-- About this task --
When the line containing "Target: green field" is found in the data below, give it again along with every later line, exactly; drop the pictures.

(Provided information)

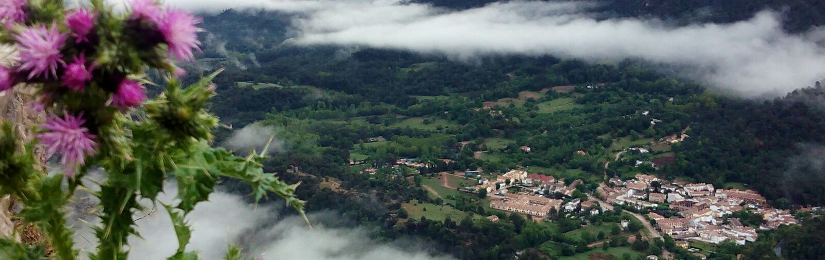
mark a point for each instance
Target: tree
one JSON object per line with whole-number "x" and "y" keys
{"x": 615, "y": 230}
{"x": 482, "y": 193}
{"x": 634, "y": 226}
{"x": 518, "y": 221}
{"x": 100, "y": 117}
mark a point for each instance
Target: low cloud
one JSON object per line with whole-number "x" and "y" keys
{"x": 749, "y": 58}
{"x": 255, "y": 136}
{"x": 261, "y": 231}
{"x": 212, "y": 42}
{"x": 805, "y": 176}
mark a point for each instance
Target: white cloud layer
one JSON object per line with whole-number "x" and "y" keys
{"x": 749, "y": 58}
{"x": 226, "y": 219}
{"x": 256, "y": 137}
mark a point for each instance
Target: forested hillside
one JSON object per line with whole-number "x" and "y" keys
{"x": 799, "y": 15}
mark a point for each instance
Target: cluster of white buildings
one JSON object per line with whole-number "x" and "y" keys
{"x": 502, "y": 181}
{"x": 703, "y": 208}
{"x": 529, "y": 202}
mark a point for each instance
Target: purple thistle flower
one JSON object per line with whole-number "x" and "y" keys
{"x": 81, "y": 22}
{"x": 179, "y": 32}
{"x": 146, "y": 9}
{"x": 129, "y": 94}
{"x": 6, "y": 79}
{"x": 77, "y": 74}
{"x": 12, "y": 11}
{"x": 40, "y": 50}
{"x": 68, "y": 137}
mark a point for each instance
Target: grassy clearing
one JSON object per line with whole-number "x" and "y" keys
{"x": 592, "y": 229}
{"x": 430, "y": 97}
{"x": 435, "y": 184}
{"x": 661, "y": 147}
{"x": 358, "y": 156}
{"x": 416, "y": 210}
{"x": 490, "y": 157}
{"x": 375, "y": 144}
{"x": 419, "y": 123}
{"x": 458, "y": 182}
{"x": 617, "y": 252}
{"x": 559, "y": 104}
{"x": 519, "y": 101}
{"x": 497, "y": 143}
{"x": 625, "y": 142}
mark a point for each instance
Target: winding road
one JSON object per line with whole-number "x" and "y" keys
{"x": 652, "y": 233}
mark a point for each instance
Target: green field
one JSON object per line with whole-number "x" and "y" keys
{"x": 419, "y": 66}
{"x": 415, "y": 210}
{"x": 617, "y": 252}
{"x": 626, "y": 142}
{"x": 418, "y": 123}
{"x": 592, "y": 229}
{"x": 459, "y": 182}
{"x": 490, "y": 157}
{"x": 430, "y": 97}
{"x": 559, "y": 104}
{"x": 435, "y": 184}
{"x": 518, "y": 102}
{"x": 497, "y": 143}
{"x": 357, "y": 156}
{"x": 375, "y": 144}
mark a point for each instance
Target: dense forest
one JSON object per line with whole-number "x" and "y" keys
{"x": 334, "y": 107}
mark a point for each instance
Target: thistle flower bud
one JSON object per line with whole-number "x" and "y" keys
{"x": 81, "y": 22}
{"x": 77, "y": 74}
{"x": 40, "y": 50}
{"x": 6, "y": 79}
{"x": 11, "y": 11}
{"x": 129, "y": 94}
{"x": 69, "y": 137}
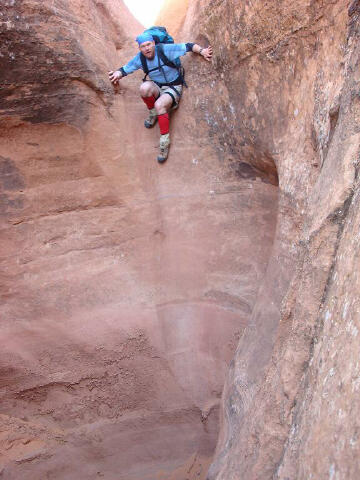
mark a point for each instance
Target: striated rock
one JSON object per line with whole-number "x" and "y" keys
{"x": 125, "y": 287}
{"x": 290, "y": 73}
{"x": 131, "y": 292}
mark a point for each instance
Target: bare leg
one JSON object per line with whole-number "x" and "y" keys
{"x": 149, "y": 89}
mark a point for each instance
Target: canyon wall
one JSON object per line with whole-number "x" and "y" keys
{"x": 125, "y": 285}
{"x": 284, "y": 92}
{"x": 131, "y": 292}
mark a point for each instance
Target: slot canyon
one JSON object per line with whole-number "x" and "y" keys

(End Provided information)

-- Answer for this exercise --
Target: green field
one JSON object per line with whole-number "x" and "y" keys
{"x": 419, "y": 66}
{"x": 415, "y": 210}
{"x": 617, "y": 252}
{"x": 626, "y": 142}
{"x": 418, "y": 123}
{"x": 592, "y": 229}
{"x": 459, "y": 182}
{"x": 490, "y": 157}
{"x": 430, "y": 97}
{"x": 559, "y": 104}
{"x": 435, "y": 184}
{"x": 518, "y": 102}
{"x": 497, "y": 143}
{"x": 357, "y": 156}
{"x": 375, "y": 144}
mark a point for each instance
Target: dense forest
one JSON object per line with whole-number "x" and "y" keys
{"x": 334, "y": 107}
mark a point for each instance
Target: thistle flower bud
one JSON object per line with whole-number "x" and "y" keys
{"x": 81, "y": 22}
{"x": 77, "y": 74}
{"x": 40, "y": 50}
{"x": 6, "y": 79}
{"x": 11, "y": 11}
{"x": 129, "y": 94}
{"x": 69, "y": 137}
mark a point for each instance
Target: striated rock
one JSON object per line with whole-number "x" and "y" keys
{"x": 125, "y": 287}
{"x": 290, "y": 73}
{"x": 131, "y": 292}
mark a point for each instance
Target: bare leg
one JSON object per line with whole-number "x" and "y" keys
{"x": 149, "y": 89}
mark a point for each instance
Target: canyon wall
one JSON object per line with whole-number "x" and "y" keys
{"x": 125, "y": 285}
{"x": 284, "y": 92}
{"x": 131, "y": 292}
mark a point for each instance
Target: slot canyon
one JSON object per line with whole-number "x" and "y" keys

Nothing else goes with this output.